Start of Selected excerpt
Last month the United National Congress (UNC) leader Kamla Persad-Bissessar said international election observation and monitoring is an important mechanism for ensuring election integrity. Opposition leader Bissessar wrote to prime minister Dr Keith Rowley requesting international observers ahead of the August 10, general elections.

“We needed to ensure that our election is conducted in a free, fair, and just manner that will reflect the true mandate of the people,” said political leader of the UNC, Kamla Persad-Bissessar.

Trinidad and Tobago opposition calls for election observers

“Prime minister Dr Rowley, in response to my call for international election observers on July 8, 2020, announced via his Facebook page that he wrote to CARICOM secretary-general Irwin La Rocque and Commonwealth secretary-general Patricia Scotland, QC, formally inviting them to send election observers to Trinidad and Tobago. However, almost two weeks later, and with just 17 days to go to the August 10 general election, we have heard nothing more of it,” the UNC leader Bissessar said.

A press statement from the National Secretariat of the UNC declared that “with the heightened level of alertness after the new local cases of COVID-19, the window for the required 14-day quarantine period for observers before the election date is closing,” and that, “the prime minister must act immediately to have these observers here by this weekend so they can be cleared in time for the election.” 

“It is worth reiterating that international election observation or monitoring is an important mechanism for ensuring election integrity, and the UNC continues to hold the firm view that international observers are needed to ensure that our election is conducted in a free, fair, and just manner that will reflect the true mandate of the people.

“As you may all know, international observers have in the past, played an important role in Trinidad and Tobago’s elections. In the 2007 and 2010 elections, we received observers from the Commonwealth and CARICOM, while the 2015 election was observed by the Commonwealth.”

UNC leader Bissessar reiterated that “time is quickly running out. I am calling on the prime minister to act immediately to put the necessary arrangements in place and update the nation on this matter. Let us do all we can to ensure our tradition of free and fair elections in Trinidad and Tobago is upheld while protecting the health and wellbeing of our nation,”  she said.
End of Selected excerpt
Start of Exercise data
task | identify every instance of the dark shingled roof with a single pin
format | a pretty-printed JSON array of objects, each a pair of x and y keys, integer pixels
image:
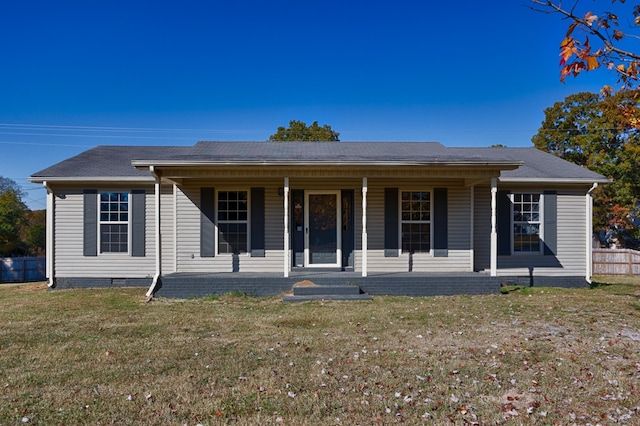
End of Exercise data
Activity list —
- 1) In the article on Trinidad and Tobago's election observers, on what date did the opposition leader call for international election observers?
- 2) List every person the Trinidad and Tobago election observers article names.
- 3) Rewrite the paragraph of the election observers article that begins "Prime minister Dr Rowley, in response" so it is shorter, and keep its main facts.

Solved tasks —
- 1) July 8, 2020

- 2)
- Kamla Persad-Bissessar
- Dr Keith Rowley
- Irwin La Rocque
- Patricia Scotland

- 3) UNC leader Bissessar said that after her July 8, 2020 call for international election observers, Prime Minister Dr Rowley announced on Facebook that he had written to CARICOM Secretary-General Irwin La Rocque and Commonwealth Secretary-General Patricia Scotland, QC, to invite observers. Almost two weeks later, with 17 days left before the August 10 general election, nothing more had been heard about it.